» 文書の抜粋
# # # # # # #

「銀河農耕伝説(リレー小説)」
細菌学部発酵学科編(完結)
銀河農耕伝説(リレー小説)/第三回
来ました、矢端想さんの強烈なフォアハンド。
はたしてこれをうまくさばけるか。リターンできたらご喝采。
さて、そろそろ終盤へ、収束の方向へ持っていかなければな。
ふむ……。
※ ※ ※ ※ ※
こいつは大変なことになった。
「クリスタルの断章」のポール・ブリッツさんが、リレー小説を企画し、参加者を募ったので「こいつあおもしれえ」と軽い気持ちで名乗りを上げたものの、日ごとに汗。大体小説なんて書いたことないくせに。以前書いた「放浪娘VI」の小説化した一場面を「違う」とあっさり書きなおされてしまったし…orz
結局名乗りを上げたのは、黄輪さん(「黄輪雑貨本店 新館」)と僕だけ。第一回ポールさん、第二回黄輪さん、そして僕のこれが第三回目であります。もう一回ずつまわって来て、最後の第七回でポールさんが見事にオチをつけることになってます。ワクワク。
「リレー小説」ですから。自分で収拾つける必要ないんだもんね。最後はポール教授が「必ず収拾をつける」と宣言されてるのだし。無責任に書きっぱなしでいいんだ。・・・というわけで、割とノリノリで書きました。

# # # # # # #

» 課題 1
文書の抜粋によると、最後の第七回でオチをつけることになっているのは誰ですか。
» 課題 2
文書の抜粋に「さん」付けで登場する人物を、同じ人物を重ねずにすべて挙げてください。
» 課題 3
文書の抜粋から、「銀河農耕伝説(リレー小説)/第三回」から「というわけで、割とノリノリで書きました。」までをすべて、一字も変えずに書き出してください。
この後に続くデータは、文書の抜粋とは関係がありません。

» 元データ
# # # # # # #

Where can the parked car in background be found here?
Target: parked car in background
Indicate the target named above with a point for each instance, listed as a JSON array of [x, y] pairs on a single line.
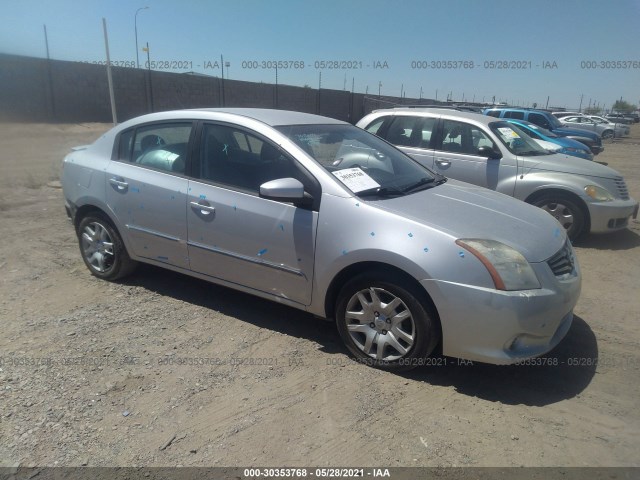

# # # # # # #

» 最終結果 1
ポール・ブリッツさん（ポールさん）です。

» 最終結果 2
矢端想さん、ポール・ブリッツさん（ポールさん）、黄輪さん

» 最終結果 3
銀河農耕伝説(リレー小説)/第三回
来ました、矢端想さんの強烈なフォアハンド。
はたしてこれをうまくさばけるか。リターンできたらご喝采。
さて、そろそろ終盤へ、収束の方向へ持っていかなければな。
ふむ……。
※ ※ ※ ※ ※
こいつは大変なことになった。
「クリスタルの断章」のポール・ブリッツさんが、リレー小説を企画し、参加者を募ったので「こいつあおもしれえ」と軽い気持ちで名乗りを上げたものの、日ごとに汗。大体小説なんて書いたことないくせに。以前書いた「放浪娘VI」の小説化した一場面を「違う」とあっさり書きなおされてしまったし…orz
結局名乗りを上げたのは、黄輪さん(「黄輪雑貨本店 新館」)と僕だけ。第一回ポールさん、第二回黄輪さん、そして僕のこれが第三回目であります。もう一回ずつまわって来て、最後の第七回でポールさんが見事にオチをつけることになってます。ワクワク。
「リレー小説」ですから。自分で収拾つける必要ないんだもんね。最後はポール教授が「必ず収拾をつける」と宣言されてるのだし。無責任に書きっぱなしでいいんだ。・・・というわけで、割とノリノリで書きました。